◆ What you need to do ◆
What is needed is an exact transcription of the listing, with the images removed.

Exercise data section start

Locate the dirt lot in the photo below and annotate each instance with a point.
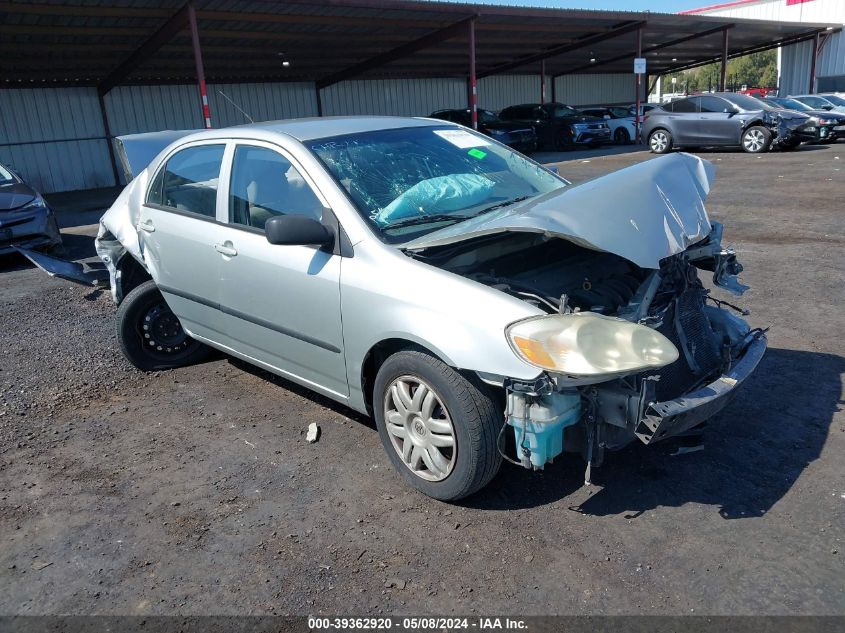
(195, 492)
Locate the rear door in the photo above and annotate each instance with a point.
(281, 304)
(178, 231)
(717, 123)
(684, 121)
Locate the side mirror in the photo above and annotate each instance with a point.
(297, 230)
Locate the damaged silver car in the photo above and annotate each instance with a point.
(475, 303)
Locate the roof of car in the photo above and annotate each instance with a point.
(320, 127)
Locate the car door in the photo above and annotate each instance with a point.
(717, 122)
(281, 304)
(178, 231)
(684, 121)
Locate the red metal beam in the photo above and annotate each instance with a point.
(162, 36)
(473, 82)
(564, 48)
(813, 59)
(195, 42)
(435, 37)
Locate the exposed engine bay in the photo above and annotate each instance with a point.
(561, 277)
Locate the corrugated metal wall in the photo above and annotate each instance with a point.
(401, 97)
(54, 138)
(580, 90)
(795, 59)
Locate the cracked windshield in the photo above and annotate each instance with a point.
(413, 181)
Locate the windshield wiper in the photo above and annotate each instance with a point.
(506, 203)
(426, 219)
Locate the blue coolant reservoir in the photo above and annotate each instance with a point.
(538, 423)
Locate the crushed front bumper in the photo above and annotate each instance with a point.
(673, 417)
(34, 228)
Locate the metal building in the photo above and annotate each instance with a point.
(816, 65)
(75, 74)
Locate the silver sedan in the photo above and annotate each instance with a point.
(475, 303)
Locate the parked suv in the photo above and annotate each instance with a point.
(519, 136)
(559, 126)
(725, 118)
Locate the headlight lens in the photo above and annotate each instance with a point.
(587, 344)
(36, 202)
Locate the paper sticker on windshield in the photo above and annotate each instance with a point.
(462, 139)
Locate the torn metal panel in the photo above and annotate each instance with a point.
(643, 213)
(72, 271)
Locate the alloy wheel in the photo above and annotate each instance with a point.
(659, 141)
(754, 140)
(420, 428)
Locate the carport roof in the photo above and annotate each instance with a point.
(61, 42)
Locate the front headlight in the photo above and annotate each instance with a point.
(36, 203)
(585, 344)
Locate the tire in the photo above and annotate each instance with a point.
(660, 141)
(450, 408)
(621, 136)
(756, 139)
(151, 336)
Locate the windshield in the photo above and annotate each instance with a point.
(6, 176)
(407, 182)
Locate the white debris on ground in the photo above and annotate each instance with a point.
(313, 433)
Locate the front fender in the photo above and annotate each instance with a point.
(387, 295)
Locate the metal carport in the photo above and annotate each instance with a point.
(108, 43)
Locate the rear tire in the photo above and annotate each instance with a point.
(151, 336)
(660, 141)
(438, 427)
(756, 140)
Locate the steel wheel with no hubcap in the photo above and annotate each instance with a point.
(420, 428)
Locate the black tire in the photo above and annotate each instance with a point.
(476, 421)
(621, 136)
(660, 141)
(151, 336)
(756, 140)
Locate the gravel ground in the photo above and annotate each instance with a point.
(194, 491)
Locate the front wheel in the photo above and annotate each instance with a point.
(438, 427)
(756, 139)
(660, 141)
(621, 136)
(151, 336)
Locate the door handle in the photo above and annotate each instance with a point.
(226, 249)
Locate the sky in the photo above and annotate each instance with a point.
(661, 6)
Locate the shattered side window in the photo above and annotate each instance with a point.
(410, 181)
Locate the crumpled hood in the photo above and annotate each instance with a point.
(643, 213)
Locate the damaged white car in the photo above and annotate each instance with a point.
(476, 304)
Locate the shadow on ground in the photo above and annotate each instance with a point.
(755, 450)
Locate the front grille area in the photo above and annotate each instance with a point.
(685, 324)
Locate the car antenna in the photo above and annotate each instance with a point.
(236, 106)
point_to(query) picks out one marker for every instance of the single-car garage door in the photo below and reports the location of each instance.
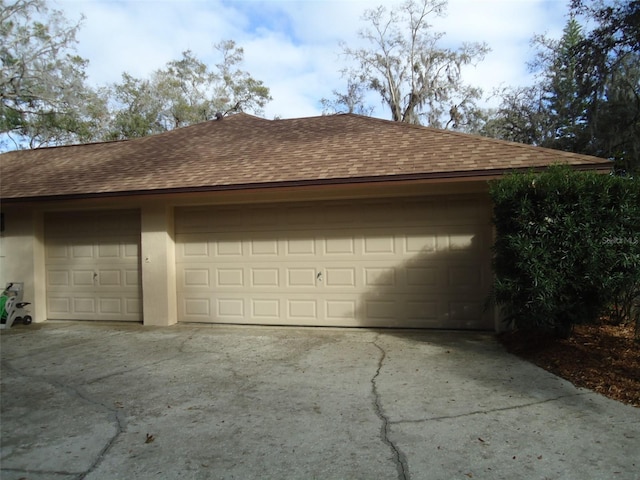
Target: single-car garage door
(92, 265)
(420, 263)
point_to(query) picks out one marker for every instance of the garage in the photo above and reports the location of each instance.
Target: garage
(402, 263)
(92, 265)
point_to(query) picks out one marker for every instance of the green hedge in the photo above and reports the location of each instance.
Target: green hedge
(567, 245)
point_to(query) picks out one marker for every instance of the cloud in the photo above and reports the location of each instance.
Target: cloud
(293, 46)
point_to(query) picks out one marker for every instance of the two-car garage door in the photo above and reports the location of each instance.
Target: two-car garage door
(420, 263)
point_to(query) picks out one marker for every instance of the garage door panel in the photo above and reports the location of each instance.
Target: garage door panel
(408, 263)
(92, 265)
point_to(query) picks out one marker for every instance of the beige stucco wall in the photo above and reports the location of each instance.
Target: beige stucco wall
(158, 265)
(22, 256)
(22, 247)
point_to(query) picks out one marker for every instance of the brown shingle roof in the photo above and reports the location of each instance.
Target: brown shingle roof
(243, 150)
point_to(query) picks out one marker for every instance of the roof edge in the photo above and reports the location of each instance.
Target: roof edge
(467, 175)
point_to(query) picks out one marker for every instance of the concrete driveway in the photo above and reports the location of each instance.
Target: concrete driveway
(113, 401)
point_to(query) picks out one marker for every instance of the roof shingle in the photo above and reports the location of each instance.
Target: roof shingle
(243, 150)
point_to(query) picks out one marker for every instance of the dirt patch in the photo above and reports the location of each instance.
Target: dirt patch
(603, 358)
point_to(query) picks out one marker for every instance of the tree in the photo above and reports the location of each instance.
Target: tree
(416, 79)
(587, 97)
(351, 101)
(608, 61)
(42, 82)
(184, 92)
(550, 113)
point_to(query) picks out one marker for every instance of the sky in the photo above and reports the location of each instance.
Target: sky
(293, 46)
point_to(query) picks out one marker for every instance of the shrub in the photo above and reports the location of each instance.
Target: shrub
(567, 245)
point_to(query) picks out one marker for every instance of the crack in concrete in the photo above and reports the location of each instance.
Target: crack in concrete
(76, 475)
(74, 391)
(492, 410)
(401, 462)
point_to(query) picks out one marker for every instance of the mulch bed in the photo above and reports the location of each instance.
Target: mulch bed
(604, 358)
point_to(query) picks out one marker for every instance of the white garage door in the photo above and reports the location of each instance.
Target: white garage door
(92, 264)
(420, 263)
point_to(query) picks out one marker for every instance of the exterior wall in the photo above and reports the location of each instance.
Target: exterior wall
(159, 304)
(22, 256)
(22, 243)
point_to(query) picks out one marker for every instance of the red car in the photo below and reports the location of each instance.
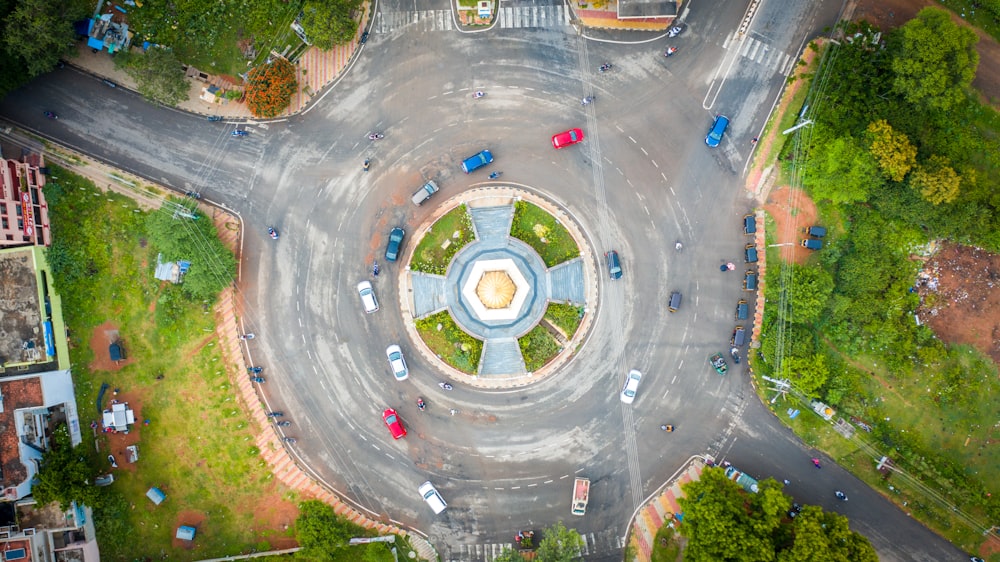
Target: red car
(392, 422)
(567, 138)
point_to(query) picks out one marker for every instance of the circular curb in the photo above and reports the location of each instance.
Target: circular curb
(489, 195)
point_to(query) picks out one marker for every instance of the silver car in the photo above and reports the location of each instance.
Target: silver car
(368, 299)
(631, 386)
(396, 362)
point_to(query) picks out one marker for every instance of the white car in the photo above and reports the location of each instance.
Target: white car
(368, 299)
(631, 386)
(396, 362)
(432, 497)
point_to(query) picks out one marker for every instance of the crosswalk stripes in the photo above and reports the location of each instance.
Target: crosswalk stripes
(760, 52)
(443, 20)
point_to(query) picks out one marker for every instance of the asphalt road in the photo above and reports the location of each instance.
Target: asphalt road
(642, 179)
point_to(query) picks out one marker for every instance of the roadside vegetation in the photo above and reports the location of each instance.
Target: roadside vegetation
(538, 347)
(566, 316)
(450, 343)
(444, 239)
(542, 231)
(557, 544)
(724, 522)
(891, 175)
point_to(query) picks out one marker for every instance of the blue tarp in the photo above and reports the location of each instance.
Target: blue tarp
(157, 496)
(185, 533)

Exercise data section end

◆ Exercise answer ◆
Locate the dirt lot in the photo below and annotate each instance with a point.
(195, 492)
Locate the rear door in the photo above and annotate each instance with a point.
(281, 304)
(178, 231)
(717, 123)
(684, 121)
Locate the side mirror in the photo above and annotate each instance with a point.
(297, 230)
Locate the damaged silver car in the photo above and annotate each instance with a point.
(475, 303)
Locate the roof of car in the photo above and annotate each instance with a point.
(320, 127)
Locate the car door in the photo above and annotate each instance with a point.
(717, 122)
(281, 304)
(178, 231)
(684, 121)
Locate the red metal beam in the photo above and annotate each instance with a point.
(162, 36)
(473, 82)
(564, 48)
(813, 59)
(195, 42)
(435, 37)
Locate the exposed engine bay in the photo above and annotate each instance with a point.
(561, 277)
Locate the corrugated metal wall in the photo above and annotate each instance with a point.
(401, 97)
(54, 138)
(580, 90)
(795, 59)
Locate the cracked windshield in the photo above and annotate each instance with a point.
(413, 181)
Locate the windshield wiper in the photo above and annotate each instance with a point.
(506, 203)
(426, 219)
Locate the blue coolant reservoir in the photo above and annotate each instance with a point.
(538, 423)
Locate the crushed front bumper in the photo above and annotate each instance with a point.
(673, 417)
(34, 228)
Locate the metal building in the photo above and annotate each instance with a point.
(816, 65)
(75, 74)
Locate the silver sedan in the photo above and annotate each instance with a point.
(475, 303)
Locate the parked suv in the photo above and annotate each instance with a point.
(519, 136)
(559, 126)
(725, 118)
Locate the headlight lens in the photo above and annotate each instance with a point.
(587, 344)
(36, 202)
Locate the paper sticker on windshield in the photo above and annotate each instance with a point.
(462, 139)
Locate the torn metal panel in the photo above and annotate each instance with a point.
(643, 213)
(72, 271)
Locate the alloy wheel in the photo above and annotate each instance with a point.
(659, 141)
(754, 140)
(420, 428)
Locate the carport roof in the photo above and annotate each instance with a point.
(61, 42)
Locate the front headlight in the photo above and annotate each instance with a point.
(36, 203)
(585, 344)
Locate the tire in the photo above and annotate each instance with a point.
(660, 141)
(450, 408)
(621, 136)
(756, 139)
(151, 336)
Locate the windshield in the photo above and annotate each instance with a point.
(6, 176)
(407, 182)
Locate the white debris on ground in the photo above and annotate each instance with a point.
(313, 433)
Locate the front fender in the photo above and annotate each instance with a point.
(387, 295)
Locate the metal carport in the photo above and annotate each instance with a point.
(108, 43)
Locate the rear tire in the photo above and annotate each instance with a point.
(151, 336)
(660, 141)
(438, 427)
(756, 140)
Locate the steel wheel with no hubcap in the photo above and annotate each instance with a point.
(420, 428)
Locate the black tire in the photo above and annotate each instance with a point.
(476, 421)
(621, 136)
(660, 141)
(151, 336)
(756, 140)
Locate the gravel ground in the photo above and annotate each instance with a point.
(194, 491)
Locate the front wheel in the photo above and annotate each instance with a point.
(438, 427)
(756, 139)
(660, 141)
(621, 136)
(151, 336)
Locate the door handle in the photo above and annotate each instance with a point.
(226, 249)
Locate the sky in the photo above and annotate each instance with a point.
(661, 6)
Locate the shattered side window in the photo above and annotate each instance with a point.
(410, 181)
Locate the crumpled hood in the photo above and annotate each instance with a point.
(643, 213)
Locate the damaged white car in the photo above and annotate each instance with a point.
(476, 304)
Locate the shadow on ground in the photo above and annotate each instance with a point.
(755, 450)
Locate the front grille area in the photo above and annotate each instance with a point.
(685, 324)
Locate the car antenna in the photo above and annotate each instance with a point.
(236, 106)
point_to(query) picks out one marker for every instance of the single-car garage door in the photo below and reports the location of each instance.
Target: single-car garage door
(92, 265)
(420, 263)
point_to(query) picks out one marker for every instance of the garage in the photo above and reports the location of each instance.
Target: garage
(402, 263)
(92, 265)
point_to(query) picks out one marker for every instance of the green hedge in the photo above and reports the location of each instance.
Target: green hedge
(567, 245)
point_to(query) picks out one marker for every instance of the cloud in the photo above and reports the location of each instance.
Target: cloud
(293, 46)
point_to(query) picks out one marker for every instance of the two-car garage door in the photo above and reports the location of each instance.
Target: two-car garage door
(420, 263)
point_to(query) picks out one marker for every instance of the garage door panel in the photo above and reports the location of each instance.
Target: garage door panel
(408, 263)
(92, 265)
point_to(query) picks out one marker for every instance of the beige stucco wall in the photo above and reports the location of each instance.
Target: beige stucco wall
(158, 265)
(22, 256)
(22, 247)
point_to(query) picks out one marker for every instance of the brown shingle roof in the photo above and reports the location of each instance.
Target: brown shingle roof
(243, 150)
point_to(query) picks out one marker for every instance of the roof edge in the photo above and reports the location of each instance.
Target: roof edge
(467, 175)
point_to(query) picks out one marker for every instance of the concrete driveway in the photo above and reports the location of each instance.
Target: concrete driveway
(113, 401)
point_to(query) picks out one marker for every instance of the roof shingle in the photo above and reports the location of each instance.
Target: roof shingle
(243, 150)
point_to(query) picks out one marker for every instance of the dirt patch in the photo above and reports the location of each instance.
Target: dirt patch
(603, 358)
point_to(query) picks out one marker for every instance of the tree in the photo above and reports the location of each instance.
Target: tree
(416, 79)
(587, 97)
(351, 101)
(608, 61)
(42, 82)
(184, 92)
(550, 113)
point_to(query) picks out one marker for every instance of the sky in the photo above and reports the location of each instance.
Target: sky
(293, 46)
point_to(query) picks out one marker for every instance of the shrub in the photo above and reports the location of each instance.
Target: shrub
(567, 245)
point_to(query) picks out one marker for every instance of the crack in concrete in the photo above and reports the location of each instance.
Target: crack in concrete
(76, 475)
(74, 391)
(492, 410)
(401, 462)
point_to(query) picks out one marker for every instance of the mulch bed in the photo above and reports the location of each instance.
Target: mulch bed
(604, 358)
point_to(query) picks out one marker for every instance of the white garage door in the photo above and reports the location of each instance.
Target: white garage door
(92, 264)
(420, 263)
point_to(query) picks out one marker for every instance of the exterior wall in the photo above and reports the location of each instance.
Target: exterior wall
(159, 304)
(22, 256)
(22, 243)
point_to(query) picks out one marker for every instance of the red car in the photo below and reports the location of each instance.
Target: red car
(392, 422)
(567, 138)
point_to(query) picks out one marker for every instance of the circular curb in the photo above and reports the location of each instance.
Target: circular curb
(489, 195)
point_to(query) picks out one marker for every instance of the silver car in the photo above and reports the location of each instance.
Target: silver car
(368, 299)
(631, 386)
(396, 362)
point_to(query) picks out one marker for every instance of the white car in the photo above and reports the location of each instance.
Target: white car
(368, 299)
(631, 386)
(396, 362)
(432, 497)
point_to(query) picks out one marker for every instance of the crosswalk stripes in the photo above and reports the location of each instance.
Target: crosswalk stripes
(760, 52)
(443, 20)
point_to(query) picks out one marker for every instance of the asphalt road in the photo above and reports the location of each instance.
Target: asphalt road
(642, 179)
point_to(query) picks out one marker for every instance of the roadside vegetation in the photo above and reports the location of each instance.
Target: roadside vegetation
(538, 347)
(566, 316)
(450, 343)
(444, 239)
(542, 231)
(557, 544)
(724, 522)
(891, 175)
point_to(query) picks out one marker for every instance of the blue tarp in the photo above and reports the location of each instance.
Target: blue tarp
(157, 496)
(185, 533)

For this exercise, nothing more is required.